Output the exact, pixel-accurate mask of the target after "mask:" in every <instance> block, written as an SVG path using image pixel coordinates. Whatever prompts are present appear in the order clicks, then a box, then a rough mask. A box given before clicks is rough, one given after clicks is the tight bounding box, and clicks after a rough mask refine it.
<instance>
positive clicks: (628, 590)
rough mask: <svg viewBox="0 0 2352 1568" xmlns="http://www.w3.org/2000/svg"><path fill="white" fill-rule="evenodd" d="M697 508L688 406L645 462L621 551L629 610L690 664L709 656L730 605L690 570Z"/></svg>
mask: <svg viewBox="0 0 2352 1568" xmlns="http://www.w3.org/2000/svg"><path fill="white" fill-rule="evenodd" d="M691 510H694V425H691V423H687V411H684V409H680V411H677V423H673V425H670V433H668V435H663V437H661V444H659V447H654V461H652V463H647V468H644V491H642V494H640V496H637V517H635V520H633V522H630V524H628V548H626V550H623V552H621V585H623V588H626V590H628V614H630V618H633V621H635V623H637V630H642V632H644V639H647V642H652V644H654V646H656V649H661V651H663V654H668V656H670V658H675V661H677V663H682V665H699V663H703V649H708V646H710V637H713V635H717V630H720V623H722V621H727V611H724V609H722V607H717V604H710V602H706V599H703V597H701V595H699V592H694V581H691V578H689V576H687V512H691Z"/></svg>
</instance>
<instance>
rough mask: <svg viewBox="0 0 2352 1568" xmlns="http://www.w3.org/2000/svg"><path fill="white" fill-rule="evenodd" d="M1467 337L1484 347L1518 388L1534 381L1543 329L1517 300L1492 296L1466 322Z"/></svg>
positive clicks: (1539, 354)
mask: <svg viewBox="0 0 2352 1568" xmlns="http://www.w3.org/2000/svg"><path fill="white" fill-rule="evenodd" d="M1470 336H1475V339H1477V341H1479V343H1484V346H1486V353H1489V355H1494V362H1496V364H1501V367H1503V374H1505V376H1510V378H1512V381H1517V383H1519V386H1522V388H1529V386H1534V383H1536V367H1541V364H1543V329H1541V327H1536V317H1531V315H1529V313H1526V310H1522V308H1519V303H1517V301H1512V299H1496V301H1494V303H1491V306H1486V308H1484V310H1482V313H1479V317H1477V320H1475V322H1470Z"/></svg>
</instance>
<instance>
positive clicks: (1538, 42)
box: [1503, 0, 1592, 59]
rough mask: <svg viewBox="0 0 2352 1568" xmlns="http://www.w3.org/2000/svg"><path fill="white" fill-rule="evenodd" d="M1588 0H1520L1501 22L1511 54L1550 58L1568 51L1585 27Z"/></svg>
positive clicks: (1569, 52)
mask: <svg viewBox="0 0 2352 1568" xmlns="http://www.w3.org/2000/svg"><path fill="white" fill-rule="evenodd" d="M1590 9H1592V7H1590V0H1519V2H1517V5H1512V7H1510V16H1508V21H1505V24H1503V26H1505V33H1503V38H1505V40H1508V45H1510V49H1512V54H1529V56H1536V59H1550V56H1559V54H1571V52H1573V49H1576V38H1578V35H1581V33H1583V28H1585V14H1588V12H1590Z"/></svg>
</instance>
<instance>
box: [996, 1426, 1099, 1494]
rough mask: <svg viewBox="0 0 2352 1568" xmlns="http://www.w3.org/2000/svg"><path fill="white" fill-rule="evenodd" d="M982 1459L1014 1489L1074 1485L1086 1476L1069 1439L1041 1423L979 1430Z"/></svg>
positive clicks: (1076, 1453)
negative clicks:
---
▶ **PROBLEM TO SOLVE**: A verbatim transcription of all the entries above is required.

▶ **WRITTEN RESPONSE**:
Output the exact, pixel-accurate mask of the target after "mask:" in every <instance> block, written as an SVG path using image pixel coordinates. Whatever prompts are present appear in the order clicks, then a box, then a rough mask. A box given before clicks is rough, one given after clicks is the tight bounding box, and clicks after a rough mask refine it.
<instance>
positive clicks: (628, 590)
rough mask: <svg viewBox="0 0 2352 1568" xmlns="http://www.w3.org/2000/svg"><path fill="white" fill-rule="evenodd" d="M697 508L688 406L645 462L621 551L629 610L690 664L709 656L730 605L690 570Z"/></svg>
mask: <svg viewBox="0 0 2352 1568" xmlns="http://www.w3.org/2000/svg"><path fill="white" fill-rule="evenodd" d="M691 510H694V425H691V423H687V411H684V409H680V411H677V423H673V425H670V433H668V435H663V437H661V444H659V447H654V461H652V463H647V468H644V491H642V494H640V496H637V517H635V520H633V522H630V524H628V548H626V550H623V552H621V585H623V588H626V590H628V614H630V618H633V621H635V623H637V630H642V632H644V639H647V642H652V644H654V646H656V649H661V651H663V654H668V656H670V658H675V661H677V663H682V665H699V663H703V649H708V646H710V637H713V635H717V630H720V623H722V621H727V611H724V609H722V607H717V604H710V602H706V599H703V597H701V595H699V592H694V581H691V578H689V576H687V512H691Z"/></svg>
</instance>
<instance>
rough mask: <svg viewBox="0 0 2352 1568" xmlns="http://www.w3.org/2000/svg"><path fill="white" fill-rule="evenodd" d="M1467 337L1484 347L1518 388L1534 381L1543 329L1517 300L1492 296L1466 322Z"/></svg>
positive clicks: (1539, 354)
mask: <svg viewBox="0 0 2352 1568" xmlns="http://www.w3.org/2000/svg"><path fill="white" fill-rule="evenodd" d="M1470 336H1475V339H1477V341H1479V343H1484V346H1486V353H1489V355H1494V362H1496V364H1501V367H1503V374H1505V376H1510V378H1512V381H1517V383H1519V386H1522V388H1529V386H1534V383H1536V367H1541V364H1543V329H1541V327H1536V317H1531V315H1529V313H1526V310H1522V308H1519V303H1517V301H1512V299H1496V301H1494V303H1491V306H1486V308H1484V310H1482V313H1479V317H1477V320H1475V322H1470Z"/></svg>
</instance>
<instance>
positive clicks: (1538, 42)
box: [1503, 0, 1592, 59]
rough mask: <svg viewBox="0 0 2352 1568" xmlns="http://www.w3.org/2000/svg"><path fill="white" fill-rule="evenodd" d="M1588 0H1520L1501 22L1511 54L1550 58L1568 51L1585 27Z"/></svg>
positive clicks: (1569, 52)
mask: <svg viewBox="0 0 2352 1568" xmlns="http://www.w3.org/2000/svg"><path fill="white" fill-rule="evenodd" d="M1590 9H1592V7H1590V0H1519V2H1517V5H1512V7H1510V16H1508V21H1505V24H1503V26H1505V33H1503V38H1505V40H1508V45H1510V49H1512V54H1529V56H1536V59H1550V56H1559V54H1571V52H1573V49H1576V38H1578V35H1581V33H1583V28H1585V14H1588V12H1590Z"/></svg>
</instance>
<instance>
box: [996, 1426, 1099, 1494]
rough mask: <svg viewBox="0 0 2352 1568" xmlns="http://www.w3.org/2000/svg"><path fill="white" fill-rule="evenodd" d="M982 1459L1014 1489L1074 1485L1086 1476L1069 1439L1041 1423L979 1430Z"/></svg>
positive clicks: (1076, 1453)
negative clicks:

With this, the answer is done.